Segment Start: TEXT

This is no time to allow network TV to be blacked out for satellite customers - American Commitment

by Jon Decker

In America we are accustomed to technology improving. Yet strangely, one technological problem innovation hasn’t solved is television blackouts — in fact, they are becoming more frequent.

In 2010, there were only 8 television blackouts. By 2019, that number had risen to 276. This increase is due to more frequent disagreements between Multichannel Video Program Distributors (cable, satellite and telco operators) and broadcasters over ever-growing fees that broadcast is demanding on the retransmission of content — fees that they were not entitled to until 1992.

As Dr. George S. Ford with the Phoenix Center noted:

Ever since the 1992 Cable Act allowed broadcasters to charge multichannel video distribution providers (MVPDs) for retransmission rights of their signals, broadcasters have demanded (and received) increasingly high retransmission fees. Between 2006 and 2019, retransmission fees rosefrom $215 million to $11.7 billion. Today, MVPDs pay about $11 per subscriber/month for over-the-air broadcast signals, raising consumers’ bills. The fee was $0 before the 1992 Cable Act.

This has been less of an issue for direct-broadcast satellite like Dish and DirecTV (now owned by AT&T) than cable because under a law called STELAR they have been licensed to negotiate with network outlets from other markets if they cannot reach an agreement with local affiliates. That license is set to expire June 1.

Segment End: TEXT
Segment Start: PROVIDED MATERIAL

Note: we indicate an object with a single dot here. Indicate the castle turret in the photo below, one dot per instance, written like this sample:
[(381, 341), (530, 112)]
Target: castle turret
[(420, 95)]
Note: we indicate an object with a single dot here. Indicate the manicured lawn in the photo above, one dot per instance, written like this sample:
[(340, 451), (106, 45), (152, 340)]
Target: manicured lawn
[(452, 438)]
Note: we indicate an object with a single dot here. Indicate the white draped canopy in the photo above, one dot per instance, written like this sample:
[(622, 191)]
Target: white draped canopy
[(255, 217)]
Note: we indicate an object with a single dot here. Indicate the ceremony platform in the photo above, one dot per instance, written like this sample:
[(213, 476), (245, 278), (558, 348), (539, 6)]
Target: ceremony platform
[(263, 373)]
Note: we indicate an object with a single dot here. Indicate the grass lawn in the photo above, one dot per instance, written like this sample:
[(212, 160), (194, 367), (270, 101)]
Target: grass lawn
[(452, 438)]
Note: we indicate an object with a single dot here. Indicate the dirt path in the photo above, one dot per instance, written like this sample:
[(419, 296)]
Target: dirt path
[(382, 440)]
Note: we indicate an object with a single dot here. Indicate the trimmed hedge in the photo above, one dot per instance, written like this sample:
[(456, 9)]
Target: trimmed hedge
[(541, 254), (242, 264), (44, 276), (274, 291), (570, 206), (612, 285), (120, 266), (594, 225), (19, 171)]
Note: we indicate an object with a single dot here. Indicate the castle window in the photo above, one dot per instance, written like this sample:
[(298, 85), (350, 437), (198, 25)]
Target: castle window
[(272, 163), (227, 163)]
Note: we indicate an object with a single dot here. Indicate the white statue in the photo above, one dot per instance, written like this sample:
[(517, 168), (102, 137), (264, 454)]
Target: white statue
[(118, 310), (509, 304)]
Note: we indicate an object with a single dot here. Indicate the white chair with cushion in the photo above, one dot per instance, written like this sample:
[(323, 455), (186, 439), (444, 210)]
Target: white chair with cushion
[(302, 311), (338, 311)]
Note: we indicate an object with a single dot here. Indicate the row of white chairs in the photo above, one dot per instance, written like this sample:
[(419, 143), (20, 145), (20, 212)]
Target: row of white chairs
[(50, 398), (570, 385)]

Segment End: PROVIDED MATERIAL

▶ **WORK INSTRUCTIONS**:
a) Rewrite the part of the article on network TV blackouts starting at "In America we" and ending at "becoming more frequent.", putting "technology getting better" in place of "technology improving".
b) Write the next part of the article on television blackouts for satellite customers, picking up after its final sentence.

▶ **ANSWER LIST**:
a)
In America we are accustomed to technology getting better. Yet strangely, one technological problem innovation hasn’t solved is television blackouts — in fact, they are becoming more frequent.

b)
If this dispute is not resolved quickly, that shapes up as a date hundreds of thousands of consumers could soon lose local television coverage – and at a time where the fallback option of buying and installing an antenna is even less practical than usual. Regardless of where one falls on this debate — now is not the time to cut local news programming to any consumers.

In order to prevent these unnecessary and disruptive television blackouts from happening, House and Senate leadership should act quickly to negotiate a compromise that will ensure as few service interruptions as possible.

In an ideal world, we prefer the total free market approach to the issue long championed by Republican Whip Steve Scalise. But that’s a heavy lift. Under the circumstances there is a simpler option to delay the issue past the crisis – act on a request from AT&T to delay the sunset from June 1 to the end of the calendar year.

That would take the potential for disruption at the worst possible time off the table and should be included in one of the emergency coronavirus bills.